• Text segment
-- START --

The Danish concept of hygge  (pronounced hoó-ga) is popular these days. It seems you can’t turn on the TV or open a magazine without seeing it. I even just bought a book on hygge knitting patterns.

But what is this hygge thing?

The closest English word to hygge is coziness, but even that doesn’t capture it. For Danes, the heart of hygge is happiness and comfort. It’s a kind of anti-stress mantra that encourages sharing lovely meals and moments together with good friends and family.

Almost anything or anyone can encompass hygge: a meal, a person, a conversation, clothing, a restaurant, a hotel, a room, furniture, a town, a city, a country or a party.

As you can imagine, hygge is particularly important during the holiday season. If you really want to lower your stress level and squeeze as much jolly out of this hectic month of December, be a little Danish and incorporate hygge into your life.

Conversations: hygge’s social thread. When Danes arrive at a party, they walk around the room and greet every single person, whether they know them or not. If you don’t do that, be aware that it is considered rude, and you may get the un-hygge stamp- the social kiss of death. With loneliness at epidemic levels during the holidays, a human connection can really make your day.

Candles: the pillars of hygge. If you visit Denmark during the holiday season, or really anytime of year, you’ll notice that there are candles everywhere, even in shops and in the airport! Do like the Danes and transform even the most mundane moments with candles. Light them at every meal- even breakfast- especially in this dark season. It adds a warm glow to everything.

-- END --

• Goals
[a] Repeat the part of the hygge text starting with "The Danish concept" and going on through "this hygge thing?".
[b] Continue the text on hygge from the point where it stops.
The material that comes next is separate from the hygge text.

• Available data
-- START --

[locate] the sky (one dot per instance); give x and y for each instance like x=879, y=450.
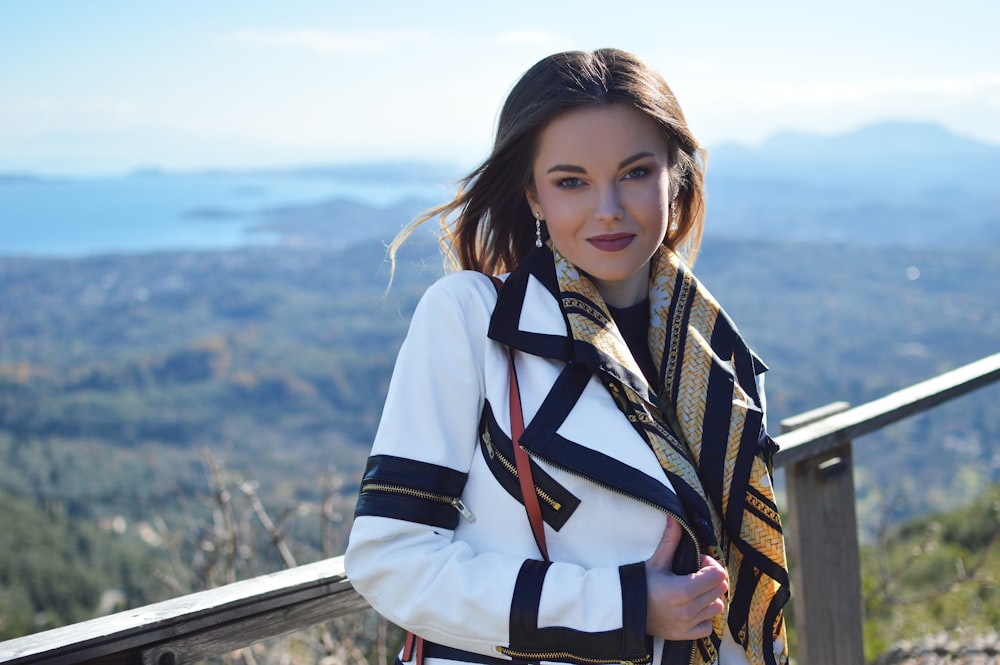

-- END --

• Response list
[a]
The Danish concept of hygge  (pronounced hoó-ga) is popular these days. It seems you can’t turn on the TV or open a magazine without seeing it. I even just bought a book on hygge knitting patterns.

But what is this hygge thing?

[b]
Cuisine: the hygge glue: There is a Danish saying that there is no hygge without food. When I was in my early 20’s living in Denmark, we all got together for hygge during the weekends. One person would make a pot of stew or chili and everyone else would bring beer and wine. No matter how modest your dwellings, you would squeeze in a bunch of people for a seated dinner. You can’t go to anyone’s house in Denmark without being offered something to eat. It is a small but mighty gesture that says you are welcome in my home.

And most importantly

Continuation: Hygge as a habit. Hygge isn’t just for the holidays. You can continue to practice it year round. Hygge is in the small, everyday gestures and moments that transform ordinary situations and encounters into something more meaningful.

From all of us at Pomeline Jewelry, we want to wish you a hygge-filled December and hygge throughout 2020!